▶ **What is required**:
Rewrite every item below, substituting "put a dot" for "place a marker" wherever it appears and leaving everything else unchanged.

— START Available records —

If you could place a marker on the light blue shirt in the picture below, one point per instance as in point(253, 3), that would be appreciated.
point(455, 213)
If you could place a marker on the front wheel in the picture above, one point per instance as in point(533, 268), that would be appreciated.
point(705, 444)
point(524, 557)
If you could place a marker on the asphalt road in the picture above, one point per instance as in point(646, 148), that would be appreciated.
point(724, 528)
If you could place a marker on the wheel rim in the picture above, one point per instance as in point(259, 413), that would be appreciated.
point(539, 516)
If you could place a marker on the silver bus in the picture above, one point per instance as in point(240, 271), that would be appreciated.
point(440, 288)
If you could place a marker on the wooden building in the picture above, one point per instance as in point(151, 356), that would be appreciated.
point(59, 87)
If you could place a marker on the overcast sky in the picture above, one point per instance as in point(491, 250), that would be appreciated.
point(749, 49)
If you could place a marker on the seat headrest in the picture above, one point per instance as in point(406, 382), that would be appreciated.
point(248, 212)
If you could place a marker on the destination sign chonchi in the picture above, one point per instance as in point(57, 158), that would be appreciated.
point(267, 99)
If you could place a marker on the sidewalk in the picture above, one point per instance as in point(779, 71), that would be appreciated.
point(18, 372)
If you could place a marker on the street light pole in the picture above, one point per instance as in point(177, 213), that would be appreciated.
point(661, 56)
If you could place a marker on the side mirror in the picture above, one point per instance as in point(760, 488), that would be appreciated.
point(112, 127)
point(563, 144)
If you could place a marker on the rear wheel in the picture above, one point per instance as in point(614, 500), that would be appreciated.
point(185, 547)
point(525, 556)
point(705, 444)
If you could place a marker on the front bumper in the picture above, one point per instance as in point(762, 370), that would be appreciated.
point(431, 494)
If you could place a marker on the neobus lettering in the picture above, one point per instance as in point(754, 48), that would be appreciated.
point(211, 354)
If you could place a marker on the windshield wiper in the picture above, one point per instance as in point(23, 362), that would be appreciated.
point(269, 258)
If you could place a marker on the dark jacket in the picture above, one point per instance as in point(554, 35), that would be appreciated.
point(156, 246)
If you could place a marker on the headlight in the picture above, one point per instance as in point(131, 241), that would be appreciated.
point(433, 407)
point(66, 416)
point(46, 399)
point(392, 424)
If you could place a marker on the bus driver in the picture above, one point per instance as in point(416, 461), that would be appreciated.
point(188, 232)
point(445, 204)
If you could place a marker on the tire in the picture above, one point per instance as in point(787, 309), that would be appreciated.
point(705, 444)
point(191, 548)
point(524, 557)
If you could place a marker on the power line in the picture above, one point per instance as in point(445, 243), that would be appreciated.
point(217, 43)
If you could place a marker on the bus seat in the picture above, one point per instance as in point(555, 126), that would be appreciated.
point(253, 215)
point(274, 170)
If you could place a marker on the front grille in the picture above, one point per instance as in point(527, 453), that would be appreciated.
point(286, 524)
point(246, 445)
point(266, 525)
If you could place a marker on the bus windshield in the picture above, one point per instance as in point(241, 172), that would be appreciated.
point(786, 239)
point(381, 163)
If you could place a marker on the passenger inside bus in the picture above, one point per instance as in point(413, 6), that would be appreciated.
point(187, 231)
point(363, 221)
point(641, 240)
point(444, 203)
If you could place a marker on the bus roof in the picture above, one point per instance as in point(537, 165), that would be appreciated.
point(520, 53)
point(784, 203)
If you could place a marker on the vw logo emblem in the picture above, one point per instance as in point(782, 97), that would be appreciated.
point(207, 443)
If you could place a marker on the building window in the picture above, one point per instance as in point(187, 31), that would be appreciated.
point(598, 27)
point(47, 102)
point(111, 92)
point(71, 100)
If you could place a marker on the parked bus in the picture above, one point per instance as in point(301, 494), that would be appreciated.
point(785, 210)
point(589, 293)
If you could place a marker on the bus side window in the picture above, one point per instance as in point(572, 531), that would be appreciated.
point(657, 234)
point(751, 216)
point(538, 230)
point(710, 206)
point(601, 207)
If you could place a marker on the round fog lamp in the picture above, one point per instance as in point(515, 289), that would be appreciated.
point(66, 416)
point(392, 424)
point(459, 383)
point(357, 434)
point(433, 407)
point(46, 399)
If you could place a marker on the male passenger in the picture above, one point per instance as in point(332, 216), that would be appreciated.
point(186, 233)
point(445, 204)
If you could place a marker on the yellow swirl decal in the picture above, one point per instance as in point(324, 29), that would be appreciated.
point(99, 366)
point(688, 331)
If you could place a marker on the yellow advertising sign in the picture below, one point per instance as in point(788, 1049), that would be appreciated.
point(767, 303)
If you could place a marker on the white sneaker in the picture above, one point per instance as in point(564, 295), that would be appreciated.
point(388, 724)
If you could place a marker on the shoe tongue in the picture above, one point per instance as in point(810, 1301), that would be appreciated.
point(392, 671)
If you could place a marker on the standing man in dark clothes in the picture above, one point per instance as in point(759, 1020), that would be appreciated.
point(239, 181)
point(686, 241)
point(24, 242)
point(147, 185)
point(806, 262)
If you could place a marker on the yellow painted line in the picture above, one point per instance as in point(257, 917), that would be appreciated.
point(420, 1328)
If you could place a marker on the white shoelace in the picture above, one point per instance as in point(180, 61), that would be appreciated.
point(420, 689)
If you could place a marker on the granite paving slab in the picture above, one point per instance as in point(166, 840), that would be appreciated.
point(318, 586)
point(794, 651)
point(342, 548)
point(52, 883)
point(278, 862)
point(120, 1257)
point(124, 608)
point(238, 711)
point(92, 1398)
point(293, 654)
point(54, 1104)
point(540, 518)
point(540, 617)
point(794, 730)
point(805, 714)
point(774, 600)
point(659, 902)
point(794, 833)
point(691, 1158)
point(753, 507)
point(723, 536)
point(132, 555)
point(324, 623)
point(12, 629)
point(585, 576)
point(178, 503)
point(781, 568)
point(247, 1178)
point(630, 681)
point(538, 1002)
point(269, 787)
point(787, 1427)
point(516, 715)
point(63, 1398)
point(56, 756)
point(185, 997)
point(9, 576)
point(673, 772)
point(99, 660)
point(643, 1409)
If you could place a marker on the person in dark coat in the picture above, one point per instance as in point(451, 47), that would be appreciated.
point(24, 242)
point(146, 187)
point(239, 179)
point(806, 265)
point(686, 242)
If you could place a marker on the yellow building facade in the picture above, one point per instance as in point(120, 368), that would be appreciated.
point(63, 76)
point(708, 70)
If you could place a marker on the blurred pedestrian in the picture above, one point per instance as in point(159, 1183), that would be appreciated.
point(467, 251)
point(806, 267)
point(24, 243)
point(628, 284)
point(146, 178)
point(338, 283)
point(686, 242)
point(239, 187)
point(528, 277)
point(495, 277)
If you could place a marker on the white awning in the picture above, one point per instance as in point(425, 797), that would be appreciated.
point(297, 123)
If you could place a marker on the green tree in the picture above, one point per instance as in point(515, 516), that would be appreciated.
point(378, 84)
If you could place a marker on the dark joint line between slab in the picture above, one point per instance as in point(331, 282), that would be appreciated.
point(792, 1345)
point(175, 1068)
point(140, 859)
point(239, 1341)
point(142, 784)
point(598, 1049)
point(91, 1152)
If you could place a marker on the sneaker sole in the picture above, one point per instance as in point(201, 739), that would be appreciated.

— END Available records —

▶ **Task result**:
If you could put a dot on the light blue shirt in the picture below, one point per instance as in point(253, 3), that would be appreciated.
point(455, 213)
If you could put a dot on the front wheel in the picture above, one point per instance as in point(533, 268), that would be appreciated.
point(705, 444)
point(524, 557)
If you could put a dot on the asphalt road in the picture above, one point per instance as in point(646, 148), that would be appreciated.
point(724, 528)
If you could put a dot on the wheel rim in the picture above, one point per instance as in point(259, 413), that would be appreciated.
point(539, 516)
If you could put a dot on the silver bus in the picture above, one point per instance as in point(240, 271), that would be appreciated.
point(440, 288)
If you could put a dot on the wooden building in the picture above, one point per instance as in point(151, 356), that would be appreciated.
point(59, 87)
If you could put a dot on the overcast sky in the picture above, one point per instance as in point(491, 250), that would be appreciated.
point(749, 49)
If you could put a dot on the seat headrest in the picture above, one point per instance as in point(406, 382), that would be appreciated.
point(248, 212)
If you could put a dot on the destination sign chonchi in the picture above, one point per instance as in point(57, 158), that would be appreciated.
point(267, 99)
If you could put a dot on the sidewalk in the picture above, one point per instance as in point(779, 71), that would be appreciated.
point(18, 372)
If you could put a dot on the street light pole in the picture above, one point per instance as in point(177, 213), that would be appreciated.
point(661, 56)
If you could put a dot on the side mirror in the picture above, one point per instance as in point(760, 488), that would be appreciated.
point(112, 127)
point(563, 144)
If you could put a dot on the rear wheel in the picture above, one point per instance as in point(614, 500), that would be appreciated.
point(185, 547)
point(525, 556)
point(705, 444)
If you could put a dot on the front bumper in the picture above, one point per instance as in point(762, 370), that would be appreciated.
point(431, 494)
If you could put a dot on the neobus lettering in the picture above, one point per instance as in point(754, 48), that would be appreciated.
point(211, 354)
If you could put a dot on the windshield wiper in the picture above, one point per instance as in point(23, 362), that would be appreciated.
point(269, 258)
If you could put a dot on the dark jacket in the picture above, one point per instance as in point(554, 35), that would be appreciated.
point(156, 246)
If you could put a dot on the headlight in the picture above, one point per instance as in point(131, 241), that would be appreciated.
point(433, 407)
point(66, 416)
point(46, 399)
point(392, 424)
If you could put a dot on the bus driver in the picture above, one point per instance as in point(416, 461), that would be appreciated.
point(188, 232)
point(445, 204)
If you could put a dot on the tire in the picture above, one point per instance as in point(787, 309), that would be appreciated.
point(705, 444)
point(191, 548)
point(524, 557)
If you could put a dot on the power line in the picture above, one point per instance as in point(445, 243), that would be appreciated.
point(217, 43)
If you could put a dot on the bus seat in the picture above, one point per instance as in point(555, 126), that would be appreciated.
point(253, 215)
point(274, 170)
If you could put a dot on the front grille in the picture above, one point per instance as in point(527, 453), that would be appreciated.
point(286, 524)
point(246, 445)
point(266, 525)
If you could put a dot on the bus windshield in the picture above, one point per instance as in point(241, 172), that would be appreciated.
point(786, 239)
point(381, 163)
If you could put a dot on the passenger inside bus in the picture above, one point per instance as in point(413, 6), that would be appreciated.
point(187, 231)
point(363, 221)
point(641, 240)
point(444, 203)
If you could put a dot on the bus roof in the picture above, one point per instance as in point(537, 165), that would be appreciated.
point(520, 53)
point(784, 203)
If you could put a dot on the vw logo emblem in the picture above, one point per instance as in point(782, 97), that would be appreciated.
point(207, 443)
If you could put a dot on the building window in the picture above, one point per instance as in point(187, 31), that would be appreciated.
point(598, 27)
point(47, 102)
point(111, 92)
point(71, 100)
If you could put a dot on the parked bus in the picture above, one point per instance as in point(301, 494), that would be appreciated.
point(785, 210)
point(589, 293)
If you could put a dot on the bus side window in the picture above, one point per instance as in point(572, 531), that would be appreciated.
point(657, 234)
point(751, 216)
point(538, 230)
point(710, 206)
point(601, 207)
If you could put a dot on the round fog lamp in the picture above, one point per instance as in point(515, 289), that would be appreciated.
point(66, 416)
point(392, 424)
point(459, 383)
point(357, 434)
point(433, 407)
point(46, 399)
If you could put a dot on the male passenger in the picture above, one point per instance as in point(332, 216), that would be appreciated.
point(186, 233)
point(445, 204)
If you could put a dot on the yellow swirl decal in the picture above, one point per instance as in point(324, 29), that would be appreciated.
point(99, 366)
point(688, 331)
If you could put a dot on the yellow advertising sign in the picture below, one point per instance as in point(788, 1049), that would be appreciated.
point(767, 303)
If you could put a dot on the white sneaker in the picture above, one point per instance as in point(564, 295), that would be appreciated.
point(388, 724)
If you could put a dot on the shoe tongue in the picture above, one point per instance as in point(810, 1301), that would be appreciated.
point(392, 671)
If you could put a dot on the standing man in dark clothes in the picture above, one point per instance as in point(759, 1020), that would be appreciated.
point(239, 181)
point(686, 241)
point(24, 242)
point(147, 185)
point(806, 262)
If you could put a dot on the yellow painted line in the picture above, one point per instance as in point(257, 917), that would be appreciated.
point(420, 1328)
If you could put a dot on the white shoelace in the picture above, one point per instance as in point(180, 61), that would be appreciated.
point(420, 689)
If you could put a dot on the granite paving slab in the picture above, one point per instance as in point(166, 840), that would be appreciated.
point(318, 586)
point(794, 651)
point(342, 548)
point(52, 883)
point(278, 862)
point(120, 1257)
point(124, 608)
point(238, 711)
point(92, 1398)
point(293, 654)
point(54, 1104)
point(540, 518)
point(540, 617)
point(794, 730)
point(805, 714)
point(774, 600)
point(659, 902)
point(794, 833)
point(691, 1158)
point(753, 507)
point(723, 536)
point(132, 555)
point(324, 623)
point(12, 629)
point(585, 576)
point(178, 503)
point(781, 568)
point(247, 1178)
point(630, 681)
point(538, 1002)
point(269, 787)
point(787, 1427)
point(516, 715)
point(63, 1398)
point(56, 756)
point(185, 997)
point(9, 576)
point(673, 772)
point(99, 660)
point(643, 1409)
If you could put a dot on the person in dark coat in the picture above, one point per instance as in point(451, 47), that would be appreciated.
point(24, 242)
point(146, 187)
point(239, 179)
point(806, 265)
point(686, 242)
If you could put a dot on the yellow building facade in the picture above, one point per instance as in point(120, 368), that would be appreciated.
point(63, 76)
point(708, 70)
If you could put a dot on the blurred pedestrian in the picture above, one point per instance as in point(159, 1183), that would be appreciated.
point(467, 251)
point(806, 267)
point(24, 243)
point(628, 284)
point(146, 178)
point(338, 283)
point(686, 242)
point(239, 187)
point(528, 277)
point(495, 277)
If you could put a dot on the white awning in the picture above, one point per instance as in point(425, 797), that would be appreciated.
point(297, 123)
If you could put a dot on the green tree in the picture above, one point per instance as in point(515, 516), that would be appreciated.
point(378, 84)
If you could put a dot on the dark joint line between slab in the picture above, one point per instance as in point(331, 282), that would be appreciated.
point(792, 1345)
point(175, 1068)
point(140, 859)
point(239, 1341)
point(142, 784)
point(598, 1049)
point(91, 1152)
If you could put a dot on the sneaker sole in the picture above, one point per instance as in point(201, 739), that would be appreciated.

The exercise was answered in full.